> **DATA**:
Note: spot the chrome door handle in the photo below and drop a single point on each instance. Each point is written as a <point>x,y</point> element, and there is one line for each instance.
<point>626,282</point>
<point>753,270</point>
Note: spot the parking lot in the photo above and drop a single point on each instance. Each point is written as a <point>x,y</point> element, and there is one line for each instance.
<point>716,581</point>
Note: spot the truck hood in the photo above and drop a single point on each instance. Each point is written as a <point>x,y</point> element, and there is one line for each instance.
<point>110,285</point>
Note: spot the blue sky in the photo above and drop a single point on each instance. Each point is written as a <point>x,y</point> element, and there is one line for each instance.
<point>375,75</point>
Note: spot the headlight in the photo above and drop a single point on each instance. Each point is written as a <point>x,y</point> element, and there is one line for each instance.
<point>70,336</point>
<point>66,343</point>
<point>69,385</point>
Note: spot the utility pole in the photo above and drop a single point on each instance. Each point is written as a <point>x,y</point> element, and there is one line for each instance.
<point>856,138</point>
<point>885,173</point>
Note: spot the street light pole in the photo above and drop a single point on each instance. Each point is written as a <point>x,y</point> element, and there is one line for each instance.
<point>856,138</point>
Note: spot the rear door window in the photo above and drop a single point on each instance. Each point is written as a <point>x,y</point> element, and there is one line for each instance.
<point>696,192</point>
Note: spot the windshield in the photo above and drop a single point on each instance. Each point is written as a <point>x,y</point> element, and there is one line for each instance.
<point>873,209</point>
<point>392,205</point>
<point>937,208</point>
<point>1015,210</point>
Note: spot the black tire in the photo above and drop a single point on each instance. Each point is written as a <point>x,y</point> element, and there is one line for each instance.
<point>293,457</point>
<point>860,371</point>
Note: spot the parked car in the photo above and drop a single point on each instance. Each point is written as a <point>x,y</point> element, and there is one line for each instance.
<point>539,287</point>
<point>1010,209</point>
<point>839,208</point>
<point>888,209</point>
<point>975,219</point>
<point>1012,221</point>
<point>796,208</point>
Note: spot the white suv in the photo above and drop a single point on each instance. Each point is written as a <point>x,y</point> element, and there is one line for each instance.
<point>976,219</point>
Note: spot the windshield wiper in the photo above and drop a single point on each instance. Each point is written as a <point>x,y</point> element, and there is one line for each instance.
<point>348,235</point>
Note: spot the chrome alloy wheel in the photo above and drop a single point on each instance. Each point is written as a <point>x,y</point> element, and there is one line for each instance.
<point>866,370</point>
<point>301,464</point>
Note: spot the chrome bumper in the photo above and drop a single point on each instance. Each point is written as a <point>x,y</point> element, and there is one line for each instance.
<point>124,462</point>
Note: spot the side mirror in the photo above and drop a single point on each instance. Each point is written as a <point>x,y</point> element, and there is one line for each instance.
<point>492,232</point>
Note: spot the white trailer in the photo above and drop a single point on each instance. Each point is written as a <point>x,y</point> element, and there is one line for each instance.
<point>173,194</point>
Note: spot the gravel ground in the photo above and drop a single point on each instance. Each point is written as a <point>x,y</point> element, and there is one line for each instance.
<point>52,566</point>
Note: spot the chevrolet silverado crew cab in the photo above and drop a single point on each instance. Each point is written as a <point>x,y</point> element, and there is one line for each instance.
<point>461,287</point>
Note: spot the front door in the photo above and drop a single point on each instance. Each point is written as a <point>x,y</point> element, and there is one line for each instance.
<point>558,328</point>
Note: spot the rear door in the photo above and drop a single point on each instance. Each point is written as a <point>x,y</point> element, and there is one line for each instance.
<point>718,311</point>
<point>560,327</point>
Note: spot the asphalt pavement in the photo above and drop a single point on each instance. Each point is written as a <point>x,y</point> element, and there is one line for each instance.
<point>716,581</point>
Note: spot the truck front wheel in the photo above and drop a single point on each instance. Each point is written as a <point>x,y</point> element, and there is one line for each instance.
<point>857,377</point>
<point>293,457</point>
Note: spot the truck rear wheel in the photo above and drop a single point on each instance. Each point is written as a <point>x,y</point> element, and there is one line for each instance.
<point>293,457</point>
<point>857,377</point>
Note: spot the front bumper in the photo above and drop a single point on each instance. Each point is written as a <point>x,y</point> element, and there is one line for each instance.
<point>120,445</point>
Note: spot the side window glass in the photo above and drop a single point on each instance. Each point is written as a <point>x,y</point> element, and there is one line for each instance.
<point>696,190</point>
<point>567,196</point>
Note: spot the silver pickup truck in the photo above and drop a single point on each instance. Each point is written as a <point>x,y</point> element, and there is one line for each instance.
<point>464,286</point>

> **TASK TO CARRY OUT**:
Please express the lines above as a two-column CSV with the header text,answer and one row for each line that begins with "Note:". Put that line in the text column and the points listed under it in the answer column, quoting every field and turning line breaks into spaces.

> **SOLUTION TO THIS EXERCISE**:
text,answer
"Note: spot the chrome door handle in the photo below and drop a single point on each instance. Each point is written as a <point>x,y</point> element, and there is one line for each instance.","<point>626,282</point> <point>753,270</point>"
"Note: spot the parking lot in the photo above and drop a single point on each instance. Each point is written as a <point>x,y</point> element, and there is one line for each instance.","<point>716,581</point>"
"Note: spot the truck hood in the photo above and drop a single point on each instance. Each point is written as a <point>x,y</point> element, and there is one line for each instance.","<point>110,285</point>"
"Note: spot the blue sky in the photo above and drop a single point on each instance. Each point is written as a <point>x,y</point> element, and there is one line for each instance.","<point>375,75</point>"
"Note: spot the headlight in the photo above and drop a single point on each instance. Each point is written as a <point>x,y</point> element, and there is one line for each instance.","<point>70,336</point> <point>66,343</point> <point>69,385</point>"
"Note: spot the utility pole in the photo above and drop a single point on each instance. Each point is written as a <point>x,y</point> element, and there is one line for each instance.","<point>856,138</point> <point>885,173</point>"
"Note: spot the street light pole in the photo above and drop a single point on each instance. Each point is written as a <point>x,y</point> element, and there is one line for each instance.","<point>856,138</point>"
"Note: spot the rear door window in the photo above and drop a single point on each instance. Each point is written as a <point>x,y</point> element, and there is one line for each instance.","<point>696,192</point>"
"Note: spot the windshield in the photo above and drop a single point on each instance. Each point is written as a <point>x,y</point> element, and there is one line for each instance.","<point>873,209</point> <point>392,205</point> <point>937,208</point> <point>1015,210</point>"
"Note: spot the black tire in the photo above and drop a single point on each instance. Each point is written as a <point>x,y</point> element, and there is one line for each instance.","<point>293,457</point> <point>860,371</point>"
"Note: spot the parked car in the photo above and drop a single point on each instance. Each point is written as a <point>x,y</point> element, and there is one line for each instance.","<point>539,287</point> <point>1010,209</point> <point>839,208</point> <point>888,209</point> <point>975,219</point> <point>1012,221</point> <point>796,208</point>"
"Note: spot the white suv in the photo above and drop a single point on each instance. Each point is written as a <point>x,y</point> element, and there is one line for each instance.","<point>976,219</point>"
"Note: spot the windshield wiper in the photo above and drop a single point on each instance. Each point is written as a <point>x,y</point> element, and there is one line for each instance.","<point>348,235</point>"
"Note: spot the chrome alloy wheel in the photo above and drop a single point on each instance. Each point is written as a <point>x,y</point> element, and there is one line for each instance.","<point>866,370</point> <point>301,464</point>"
"Note: spot the chrome bumper in the photo above and drop a single point on each instance. Each point is written as a <point>x,y</point> element, and there is one line for each instance.","<point>124,462</point>"
"Note: spot the side mirror in the photo above and drop a single point on each instance. Each point is written as a <point>x,y</point> element, and there is one line for each instance.","<point>492,232</point>"
"Note: spot the white trailer in the photo above and drop a single point on each instance. Each point is written as a <point>x,y</point> element, and there is one line for each instance.","<point>173,194</point>"
"Note: spot the gravel ground in the photo above and drop a single point on each instance. Each point is written as a <point>x,y</point> element, and there is one line for each instance.","<point>52,566</point>"
"Note: spot the chevrolet silverado crew cab in the photo above and drop a single point on each instance. Each point is written as a <point>x,y</point> element, and there is one line for each instance.","<point>461,287</point>"
"Note: spot the front door in the photo above and drop a single point on each instance. Each point is written as a <point>x,y</point> element, and there is one line for each instance.","<point>558,328</point>"
"Note: spot the rear door in the photo above and drop a single point on each instance. Each point is written as a <point>x,y</point> element, and there is one line for each instance.","<point>718,311</point> <point>560,327</point>"
"Note: spot the asphalt pavement in the photo above and drop a single point on each instance. Each point is written as a <point>x,y</point> element, and there is one line for each instance.","<point>716,581</point>"
"Note: spot the truck front wheel in the photo above and drop a single point on each instance. Each point is written as a <point>x,y</point> element, and there is one line for each instance.","<point>857,377</point> <point>293,457</point>"
"Note: spot the truck rear wheel in the photo above and drop a single point on each instance. Each point is written as a <point>x,y</point> element, and there is one line for each instance.","<point>293,457</point> <point>857,377</point>"
"Note: spot the front bumper in the photo above and drop a single point on each instance. Each point is written as a <point>x,y</point> element, and there is one line for each instance.","<point>120,445</point>"
"Note: spot the side window glass in the photo above and drop a single point on each instance. Each point is written as a <point>x,y</point> element, and there is one line for each instance.","<point>696,190</point> <point>567,196</point>"
"Note: spot the silver pickup truck in the photo above and drop a single point on each instance. Each point is written as a <point>x,y</point> element, and there is one line for each instance.","<point>464,286</point>"